START Extract to read

In an article appearing in the February 10, 2010 editions of the Los Angeles and San Francisco Daily Journals, I discuss the impact of the Ninth Circuit's Montour v. Hartford Life & Accident, 588 F.3d 623 (9th Cir. 2009). Here it is:

The Employee Retirement Income Security Act of 1974 (ERISA) is certainly one of the most significant pieces of federal legislation ever enacted by Congress as it impacts the employee benefit plans and retirement funds of millions of Americans.  Recently, the 9th U.S. Circuit Court of Appeals issued one of its most significant ERISA decisions in Montour v. Hartford Life & Accident, 588 F.3d 623 (9th Cir. 2009).

Under ERISA, when a plan participant challenges the administrator’s decision to terminate or deny benefits, that decision is evaluated under either an abuse of discretion or de novo standard of review.  ERISA litigation lawyers know well that when they are involved in litigating ERISA cases, the applicable standard of review can be outcome determinative.  That is why Montour should be at the top of every ERISA lawyer’s reading list.

END Extract to read
START Records supplied

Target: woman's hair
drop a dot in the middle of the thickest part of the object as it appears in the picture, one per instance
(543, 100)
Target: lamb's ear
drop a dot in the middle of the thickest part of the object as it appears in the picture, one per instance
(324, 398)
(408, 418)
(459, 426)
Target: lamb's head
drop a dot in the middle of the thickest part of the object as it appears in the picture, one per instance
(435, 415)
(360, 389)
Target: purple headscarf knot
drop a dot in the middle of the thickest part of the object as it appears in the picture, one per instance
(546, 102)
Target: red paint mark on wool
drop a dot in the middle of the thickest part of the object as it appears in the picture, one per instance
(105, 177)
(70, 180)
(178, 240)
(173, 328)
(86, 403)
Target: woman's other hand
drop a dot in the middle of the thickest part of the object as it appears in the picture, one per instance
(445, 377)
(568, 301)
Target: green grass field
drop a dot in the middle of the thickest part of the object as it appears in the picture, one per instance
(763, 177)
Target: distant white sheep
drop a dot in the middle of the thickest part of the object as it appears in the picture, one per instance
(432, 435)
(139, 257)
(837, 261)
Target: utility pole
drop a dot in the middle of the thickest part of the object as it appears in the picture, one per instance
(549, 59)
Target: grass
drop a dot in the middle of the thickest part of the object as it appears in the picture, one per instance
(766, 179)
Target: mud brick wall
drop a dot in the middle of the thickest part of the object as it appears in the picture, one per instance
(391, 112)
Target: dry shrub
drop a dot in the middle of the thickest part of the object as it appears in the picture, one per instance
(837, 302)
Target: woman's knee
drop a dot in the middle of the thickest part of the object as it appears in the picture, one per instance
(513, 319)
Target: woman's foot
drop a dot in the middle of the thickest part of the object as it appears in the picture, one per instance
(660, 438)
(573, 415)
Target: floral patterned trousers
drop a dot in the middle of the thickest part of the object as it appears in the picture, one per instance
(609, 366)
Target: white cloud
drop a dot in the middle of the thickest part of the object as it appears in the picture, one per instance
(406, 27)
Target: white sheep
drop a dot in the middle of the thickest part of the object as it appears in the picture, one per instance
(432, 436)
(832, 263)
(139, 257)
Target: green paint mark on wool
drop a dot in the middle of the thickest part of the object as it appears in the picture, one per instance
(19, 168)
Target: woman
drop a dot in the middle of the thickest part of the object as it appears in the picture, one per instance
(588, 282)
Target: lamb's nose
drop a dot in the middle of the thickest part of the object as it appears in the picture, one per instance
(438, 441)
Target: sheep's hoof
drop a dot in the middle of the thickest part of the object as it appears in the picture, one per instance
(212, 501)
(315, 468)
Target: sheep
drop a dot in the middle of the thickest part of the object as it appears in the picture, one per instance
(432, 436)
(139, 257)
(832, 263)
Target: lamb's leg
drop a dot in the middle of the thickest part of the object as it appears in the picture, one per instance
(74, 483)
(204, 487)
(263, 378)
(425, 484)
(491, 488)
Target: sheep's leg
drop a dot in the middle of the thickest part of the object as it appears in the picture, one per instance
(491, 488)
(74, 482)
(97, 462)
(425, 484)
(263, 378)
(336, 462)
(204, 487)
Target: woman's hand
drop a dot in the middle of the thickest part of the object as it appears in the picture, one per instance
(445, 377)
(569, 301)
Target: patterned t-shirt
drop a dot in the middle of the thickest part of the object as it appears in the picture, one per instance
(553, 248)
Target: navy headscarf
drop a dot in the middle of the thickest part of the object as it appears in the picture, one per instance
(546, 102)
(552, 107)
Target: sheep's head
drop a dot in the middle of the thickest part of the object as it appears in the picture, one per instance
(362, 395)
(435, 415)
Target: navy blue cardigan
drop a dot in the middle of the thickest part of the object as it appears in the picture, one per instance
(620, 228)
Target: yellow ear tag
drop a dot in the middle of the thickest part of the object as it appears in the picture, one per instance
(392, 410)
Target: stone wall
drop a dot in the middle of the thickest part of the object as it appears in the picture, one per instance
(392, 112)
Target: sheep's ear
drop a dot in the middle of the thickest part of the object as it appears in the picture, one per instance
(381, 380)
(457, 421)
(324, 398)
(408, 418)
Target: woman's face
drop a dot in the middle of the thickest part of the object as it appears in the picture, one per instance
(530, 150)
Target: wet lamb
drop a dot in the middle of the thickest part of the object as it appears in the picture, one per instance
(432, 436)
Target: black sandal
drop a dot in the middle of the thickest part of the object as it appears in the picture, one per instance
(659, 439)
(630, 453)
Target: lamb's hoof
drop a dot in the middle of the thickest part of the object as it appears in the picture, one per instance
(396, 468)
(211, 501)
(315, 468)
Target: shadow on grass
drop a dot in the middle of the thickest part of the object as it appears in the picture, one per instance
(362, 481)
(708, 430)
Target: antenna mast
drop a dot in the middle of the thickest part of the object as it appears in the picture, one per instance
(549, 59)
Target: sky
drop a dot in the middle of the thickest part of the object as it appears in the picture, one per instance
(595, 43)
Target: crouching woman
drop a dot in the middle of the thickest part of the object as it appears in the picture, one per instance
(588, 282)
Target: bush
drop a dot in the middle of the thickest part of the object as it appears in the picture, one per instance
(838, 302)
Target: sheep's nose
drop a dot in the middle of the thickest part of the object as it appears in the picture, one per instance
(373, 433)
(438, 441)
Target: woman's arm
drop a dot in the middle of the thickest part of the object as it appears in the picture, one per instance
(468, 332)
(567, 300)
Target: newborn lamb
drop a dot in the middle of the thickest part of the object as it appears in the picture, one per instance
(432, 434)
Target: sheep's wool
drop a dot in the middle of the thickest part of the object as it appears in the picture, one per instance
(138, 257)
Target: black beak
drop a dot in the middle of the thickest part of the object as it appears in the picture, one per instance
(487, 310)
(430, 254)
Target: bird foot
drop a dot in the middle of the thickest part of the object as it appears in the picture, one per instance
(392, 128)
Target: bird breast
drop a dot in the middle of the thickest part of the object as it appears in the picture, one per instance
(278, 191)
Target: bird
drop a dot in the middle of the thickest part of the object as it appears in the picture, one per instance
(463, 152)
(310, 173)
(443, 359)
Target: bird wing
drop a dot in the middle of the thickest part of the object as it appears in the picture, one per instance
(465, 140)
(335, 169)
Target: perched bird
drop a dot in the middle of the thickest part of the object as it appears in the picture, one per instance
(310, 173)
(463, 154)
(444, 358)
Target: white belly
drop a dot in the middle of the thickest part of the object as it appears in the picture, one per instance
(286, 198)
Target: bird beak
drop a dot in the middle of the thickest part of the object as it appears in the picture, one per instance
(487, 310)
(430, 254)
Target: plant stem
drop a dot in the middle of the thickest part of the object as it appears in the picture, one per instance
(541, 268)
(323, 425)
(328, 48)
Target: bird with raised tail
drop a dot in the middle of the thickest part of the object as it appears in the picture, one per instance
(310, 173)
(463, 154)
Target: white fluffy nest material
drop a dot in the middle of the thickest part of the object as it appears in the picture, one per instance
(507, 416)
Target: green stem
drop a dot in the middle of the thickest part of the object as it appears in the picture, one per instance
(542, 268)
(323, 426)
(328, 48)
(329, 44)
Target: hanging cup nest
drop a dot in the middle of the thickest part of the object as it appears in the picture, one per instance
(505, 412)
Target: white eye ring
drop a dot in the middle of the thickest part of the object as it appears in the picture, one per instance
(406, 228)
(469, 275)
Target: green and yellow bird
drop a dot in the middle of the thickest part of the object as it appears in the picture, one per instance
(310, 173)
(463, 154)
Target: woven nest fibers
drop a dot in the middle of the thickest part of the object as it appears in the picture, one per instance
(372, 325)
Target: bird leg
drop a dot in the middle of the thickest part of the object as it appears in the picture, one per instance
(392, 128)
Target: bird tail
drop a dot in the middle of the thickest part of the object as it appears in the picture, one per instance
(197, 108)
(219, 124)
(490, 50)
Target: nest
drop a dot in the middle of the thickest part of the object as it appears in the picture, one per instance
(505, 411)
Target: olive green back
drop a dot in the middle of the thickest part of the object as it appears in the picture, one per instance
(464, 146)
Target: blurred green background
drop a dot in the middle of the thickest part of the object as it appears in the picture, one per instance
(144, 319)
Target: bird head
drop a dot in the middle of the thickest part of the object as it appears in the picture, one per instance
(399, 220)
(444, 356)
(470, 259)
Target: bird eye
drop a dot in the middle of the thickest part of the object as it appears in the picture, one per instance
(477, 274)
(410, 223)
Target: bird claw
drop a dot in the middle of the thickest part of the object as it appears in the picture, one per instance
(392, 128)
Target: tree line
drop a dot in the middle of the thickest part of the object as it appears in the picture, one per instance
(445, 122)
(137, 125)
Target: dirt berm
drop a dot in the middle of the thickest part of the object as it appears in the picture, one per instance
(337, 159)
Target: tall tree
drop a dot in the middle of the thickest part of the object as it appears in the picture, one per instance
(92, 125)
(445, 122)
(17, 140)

END Records supplied

### Questions on the material
A: From the passage on the Montour ERISA decision, reproduce the text that begins at the words "The Employee Retirement" and stops after the words "lawyer’s reading list.".
B: Answer these questions using the passage on the Montour ERISA decision:
(i) In which newspapers did the article appear, and on what date?
(ii) In what year was the Employee Retirement Income Security Act enacted?
(iii) Under which two standards of review is an administrator's decision to terminate or deny benefits evaluated?
C: Continue the passage on the Montour ERISA decision from the point where it ends.

### Answer set
A:
The Employee Retirement Income Security Act of 1974 (ERISA) is certainly one of the most significant pieces of federal legislation ever enacted by Congress as it impacts the employee benefit plans and retirement funds of millions of Americans.  Recently, the 9th U.S. Circuit Court of Appeals issued one of its most significant ERISA decisions in Montour v. Hartford Life & Accident, 588 F.3d 623 (9th Cir. 2009).

Under ERISA, when a plan participant challenges the administrator’s decision to terminate or deny benefits, that decision is evaluated under either an abuse of discretion or de novo standard of review.  ERISA litigation lawyers know well that when they are involved in litigating ERISA cases, the applicable standard of review can be outcome determinative.  That is why Montour should be at the top of every ERISA lawyer’s reading list.

B:
(i) It appeared in the Los Angeles and San Francisco Daily Journals on February 10, 2010.
(ii) 1974.
(iii) Abuse of discretion or de novo.

C:
In Montour, the 9th Circuit clarified the application of the abuse of discretion standard of review when an insurer has a structural conflict of interest.  A structural conflict of interest arises when the entity making the decision whether or not to approve benefits is also the same entity that is ultimately responsible for paying those benefits.  In the realm of an insured employee benefit plan, this is a common occurrence as insurers typically act as claims administrators and the funding source of ERISA benefits.  Because vast numbers of ERISA plans include a provision granting the plan or claims administrator discretionary authority to interpret the plan’s terms and to decide the payment of benefits under the plan, determining when and under what circumstances a conflict of interest will be so significant as to affect the outcome of the case is of course critically important.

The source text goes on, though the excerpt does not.